[What you need to do]:
Reproduce the passage about Matthew, David, Liz, and Vicki word for word, in full.

[Text shown]:
◆ ◆ ◆

David has a couple of interactions with Matthew. David’s aunt, reclusive matriarch Liz, owns the house and has ordered Matthew to change the lock. David asks what reason she gave. Matthew says Liz told him that Vicki somehow made her way in the closed-off part of the house and got herself trapped there. Matthew takes it that Vicki was “snoopin’ around.” In Matthew’s scale of values, “snoopin’ around where you ain’t no call to be” is the cardinal sin. And Liz warned Vicki long ago that Matthew is a “strange and violent man” who might be dangerous to her if he thinks she is overly inquisitive.

We catch a glimpse of Matthew’s violent side today. When David tells him that Vicki saw the ghost of Bill Malloy, he becomes intensely agitated. He grabs the boy by the arm, shakes him, and struggles with himself before he can let go.

Liz is fond of Vicki and has a sense of responsibility for her. Yet given the choice between telling the truth about David’s terrible behavior or defaming Vicki and thereby exposing her to Matthew’s wrath, it’s under the bus for Vicki. That Liz tells the cover story she has devised to shield David from any consequences for his murderous actions to Matthew of all people is not only cruel to Vicki, but a sign of Liz’ extreme unwillingness to face unpleasant facts. Matthew is fanatically loyal to Liz and to the Collins family in general. He is the very last person in the world to use any information against them. Yet Liz can’t bring herself to tell even him the truth about David.

◆ ◆ ◆

[Given material]:
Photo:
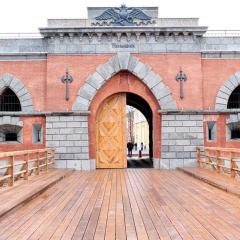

◆ ◆ ◆

[Solution]:
David has a couple of interactions with Matthew. David’s aunt, reclusive matriarch Liz, owns the house and has ordered Matthew to change the lock. David asks what reason she gave. Matthew says Liz told him that Vicki somehow made her way in the closed-off part of the house and got herself trapped there. Matthew takes it that Vicki was “snoopin’ around.” In Matthew’s scale of values, “snoopin’ around where you ain’t no call to be” is the cardinal sin. And Liz warned Vicki long ago that Matthew is a “strange and violent man” who might be dangerous to her if he thinks she is overly inquisitive.

We catch a glimpse of Matthew’s violent side today. When David tells him that Vicki saw the ghost of Bill Malloy, he becomes intensely agitated. He grabs the boy by the arm, shakes him, and struggles with himself before he can let go.

Liz is fond of Vicki and has a sense of responsibility for her. Yet given the choice between telling the truth about David’s terrible behavior or defaming Vicki and thereby exposing her to Matthew’s wrath, it’s under the bus for Vicki. That Liz tells the cover story she has devised to shield David from any consequences for his murderous actions to Matthew of all people is not only cruel to Vicki, but a sign of Liz’ extreme unwillingness to face unpleasant facts. Matthew is fanatically loyal to Liz and to the Collins family in general. He is the very last person in the world to use any information against them. Yet Liz can’t bring herself to tell even him the truth about David.